▸ Materials provided
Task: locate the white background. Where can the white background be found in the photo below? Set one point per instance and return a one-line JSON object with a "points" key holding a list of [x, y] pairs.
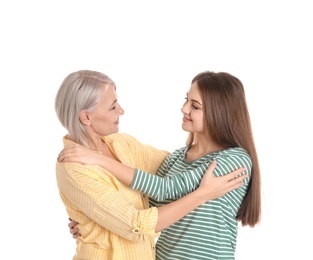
{"points": [[152, 50]]}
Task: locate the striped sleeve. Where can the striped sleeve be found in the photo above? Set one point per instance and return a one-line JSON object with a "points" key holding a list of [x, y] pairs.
{"points": [[228, 163], [170, 187]]}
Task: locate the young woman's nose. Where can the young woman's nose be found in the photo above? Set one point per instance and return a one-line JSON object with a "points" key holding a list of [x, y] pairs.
{"points": [[121, 111]]}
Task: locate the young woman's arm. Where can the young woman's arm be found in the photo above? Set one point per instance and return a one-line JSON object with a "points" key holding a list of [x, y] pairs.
{"points": [[182, 182]]}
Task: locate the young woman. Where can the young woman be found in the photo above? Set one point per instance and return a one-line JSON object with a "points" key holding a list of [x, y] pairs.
{"points": [[115, 221], [216, 116]]}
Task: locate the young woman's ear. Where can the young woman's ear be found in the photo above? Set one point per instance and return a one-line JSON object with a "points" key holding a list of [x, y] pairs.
{"points": [[84, 117]]}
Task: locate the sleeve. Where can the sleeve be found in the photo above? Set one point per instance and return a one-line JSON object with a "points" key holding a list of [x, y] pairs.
{"points": [[143, 156], [94, 192], [228, 164], [179, 185]]}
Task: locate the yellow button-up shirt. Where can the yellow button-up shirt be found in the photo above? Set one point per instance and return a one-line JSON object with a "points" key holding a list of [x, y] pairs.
{"points": [[114, 220]]}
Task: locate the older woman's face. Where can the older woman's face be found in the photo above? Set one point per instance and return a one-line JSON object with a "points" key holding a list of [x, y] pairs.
{"points": [[105, 117]]}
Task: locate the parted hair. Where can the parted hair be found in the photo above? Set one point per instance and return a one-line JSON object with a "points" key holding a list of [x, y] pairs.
{"points": [[227, 119], [79, 91]]}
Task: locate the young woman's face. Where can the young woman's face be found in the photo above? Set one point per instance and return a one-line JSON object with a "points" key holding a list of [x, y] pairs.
{"points": [[193, 111], [104, 119]]}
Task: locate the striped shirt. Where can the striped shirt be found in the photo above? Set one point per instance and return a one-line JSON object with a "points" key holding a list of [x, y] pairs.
{"points": [[114, 220], [210, 231]]}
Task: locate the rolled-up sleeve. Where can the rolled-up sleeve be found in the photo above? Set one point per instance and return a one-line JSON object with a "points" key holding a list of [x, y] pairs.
{"points": [[95, 192]]}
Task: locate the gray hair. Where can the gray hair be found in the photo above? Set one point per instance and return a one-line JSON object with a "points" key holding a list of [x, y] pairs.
{"points": [[79, 91]]}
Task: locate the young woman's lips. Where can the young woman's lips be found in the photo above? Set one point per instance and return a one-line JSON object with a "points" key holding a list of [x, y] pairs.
{"points": [[185, 119]]}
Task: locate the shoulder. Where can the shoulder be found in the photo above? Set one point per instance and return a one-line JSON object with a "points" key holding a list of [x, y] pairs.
{"points": [[232, 159], [120, 138]]}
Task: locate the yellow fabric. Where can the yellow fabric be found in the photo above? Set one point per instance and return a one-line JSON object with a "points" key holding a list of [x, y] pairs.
{"points": [[114, 220]]}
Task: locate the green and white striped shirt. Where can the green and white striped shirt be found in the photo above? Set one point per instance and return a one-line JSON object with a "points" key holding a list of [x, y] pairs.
{"points": [[210, 231]]}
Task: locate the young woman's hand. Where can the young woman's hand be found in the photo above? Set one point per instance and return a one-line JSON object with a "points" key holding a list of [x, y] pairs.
{"points": [[79, 153], [73, 228]]}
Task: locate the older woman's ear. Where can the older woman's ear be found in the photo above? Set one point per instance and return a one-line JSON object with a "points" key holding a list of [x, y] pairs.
{"points": [[84, 117]]}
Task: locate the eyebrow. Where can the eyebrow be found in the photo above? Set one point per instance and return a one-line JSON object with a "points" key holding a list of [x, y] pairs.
{"points": [[193, 100], [115, 101]]}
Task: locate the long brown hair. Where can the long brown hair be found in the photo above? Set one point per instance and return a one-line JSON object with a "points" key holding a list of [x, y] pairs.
{"points": [[228, 123]]}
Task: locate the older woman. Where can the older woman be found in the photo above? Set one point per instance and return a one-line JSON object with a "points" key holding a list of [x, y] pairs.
{"points": [[115, 220]]}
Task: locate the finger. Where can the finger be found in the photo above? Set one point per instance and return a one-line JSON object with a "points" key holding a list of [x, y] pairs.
{"points": [[76, 235], [74, 231], [211, 167], [235, 174], [72, 224]]}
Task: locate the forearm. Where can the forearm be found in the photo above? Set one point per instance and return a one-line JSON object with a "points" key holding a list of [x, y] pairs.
{"points": [[122, 172], [172, 212]]}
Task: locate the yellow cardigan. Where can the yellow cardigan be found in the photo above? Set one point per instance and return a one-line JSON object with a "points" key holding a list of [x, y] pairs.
{"points": [[114, 220]]}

▸ Task goal
Every entry above needs to be duplicated exactly, without its images.

▸ Solution to this problem
Task: locate the white background. Where can the white background be found in the photo below? Set one point per instance and return a one-line JSON object with a "points" key holding a list of [x, y] pairs.
{"points": [[152, 50]]}
Task: locate the striped sleeve. Where can the striped sleeve be found in the photo above? Set one point per instance and return a one-line JSON object with a "points" key holding a list of [x, y] pairs.
{"points": [[228, 163], [170, 187]]}
Task: locate the young woman's nose. Where can the young woman's nose be found in the photo above? Set one point per instance and return a one-line JSON object with a "points" key holding a list of [x, y] pairs.
{"points": [[121, 111]]}
Task: locate the young woman's arm. Where can the young woman's arm be found in the photo above? Set one point per instance and return a one-line JSON object with a "points" key holding a list of [x, y] pairs.
{"points": [[182, 182]]}
Task: locate the young woman. Where can the young woman be found in the photo above? Set one point per instance and return a one-line JSON object with a "points" key holding a list of [x, y] pairs.
{"points": [[115, 221], [216, 116]]}
Task: locate the young woman's ear. Where can the young woman's ear be found in the photo above? Set one point per instance and return a one-line JSON object with a "points" key holding a list of [x, y] pairs.
{"points": [[84, 117]]}
Task: locate the sleeve. Where can the sleeve be found in the photo above? Set one point per instance and return a one-line JSON object with a "points" key holding a list of [x, y] pairs.
{"points": [[143, 156], [94, 192], [228, 164], [179, 185]]}
Task: locate the yellow button-up shirt. Where can the yellow button-up shirt be found in the photo above? Set one point per instance and return a one-line JSON object with a "points" key holding a list of [x, y] pairs.
{"points": [[114, 220]]}
Task: locate the older woman's face. Where can the older woman's face be found in the photo above? Set one point per instance and return a one-line JSON object with a "points" key holding a list of [x, y] pairs.
{"points": [[105, 117]]}
Task: locate the parted hair. Where can the parted hair be found in the photo above? Set one point per instance and return a one-line JSON object with a "points" key holding a list of [x, y] pairs.
{"points": [[227, 119], [79, 91]]}
Task: locate the young woman's face. Where can the young woman's face be found in the photo above? Set one point per instance and return a one-line JSON object with a "points" key holding a list of [x, y] pairs.
{"points": [[193, 111], [104, 119]]}
Task: locate the striped shirt. Where can the striped shirt be found in the photo above? Set one point per instance and return a one-line JSON object with a "points" key holding a list of [x, y] pairs.
{"points": [[114, 220], [210, 231]]}
Task: locate the rolled-up sleeve. Where can the rolled-up sleeve be found in the photo above? Set one point per instance and return a one-line JSON object with a "points" key holding a list of [x, y] pairs.
{"points": [[95, 192]]}
Task: locate the gray hair. Where can the gray hair be found in the photo above? Set one point per instance and return a one-line JSON object with a "points" key holding a list of [x, y] pairs.
{"points": [[79, 91]]}
Task: locate the young woman's lips. Where can the young woman's lips be found in the photo above? Set one point per instance and return a one-line JSON object with a "points" key holding a list of [x, y] pairs.
{"points": [[185, 119]]}
Task: locate the shoulder. Where can the shoulder be found in the photo above? Set one point per instance and return a one-line JSON object with a "points" key holding a list of [x, y] pairs.
{"points": [[232, 159], [120, 138]]}
Task: locate the yellow fabric. Where can the yellow fabric be found in the photo above? Set one point per instance and return a one-line JSON object with a "points" key holding a list of [x, y] pairs.
{"points": [[114, 220]]}
Task: locate the green and white striped shirt. Where can the green and white striped shirt be found in the photo above? Set one point per instance and return a one-line JSON object with a "points" key holding a list of [x, y] pairs.
{"points": [[210, 231]]}
Task: locate the young woman's hand. Where can the young woman's hand be found in the photo above? Set one point per instance and return a one-line JSON object with a "points" key holding a list of [x, y] pairs.
{"points": [[79, 153], [73, 228]]}
Task: locate the older woman's ear. Where can the older woman's ear be found in the photo above? Set one point per instance and return a one-line JSON object with a "points" key holding a list of [x, y] pairs.
{"points": [[84, 117]]}
Task: locate the eyebrow. Where can the eyebrow be found in the photo above? Set one point per instance and return a one-line JSON object with a "points" key holding a list of [x, y] pairs.
{"points": [[193, 100], [115, 101]]}
Task: locate the long brown hair. Where can the long brown hair be found in the photo above? Set one point per instance and return a one-line JSON object with a "points" key holding a list of [x, y] pairs.
{"points": [[228, 123]]}
Task: locate the older woman. Where can the older woman be found in the photo above? Set one point per instance and return a one-line JSON object with a "points" key holding a list of [x, y] pairs.
{"points": [[115, 220]]}
Task: locate the finger. Where can the finger be found in the photo above? Set one point per instance and return a one-line JSON object with a "points" key holding a list of [x, y] pairs.
{"points": [[76, 235], [74, 231], [211, 167], [235, 174], [72, 224]]}
Task: locate the forearm. Where can the forearm be found in the photo above? Set one point per instance and return a one-line JSON object with a "points" key holding a list of [x, y] pairs.
{"points": [[122, 172], [172, 212]]}
Task: locate the yellow cardigan. Where can the yellow cardigan be found in the photo above? Set one point per instance and return a one-line JSON object with a "points" key holding a list of [x, y] pairs.
{"points": [[114, 220]]}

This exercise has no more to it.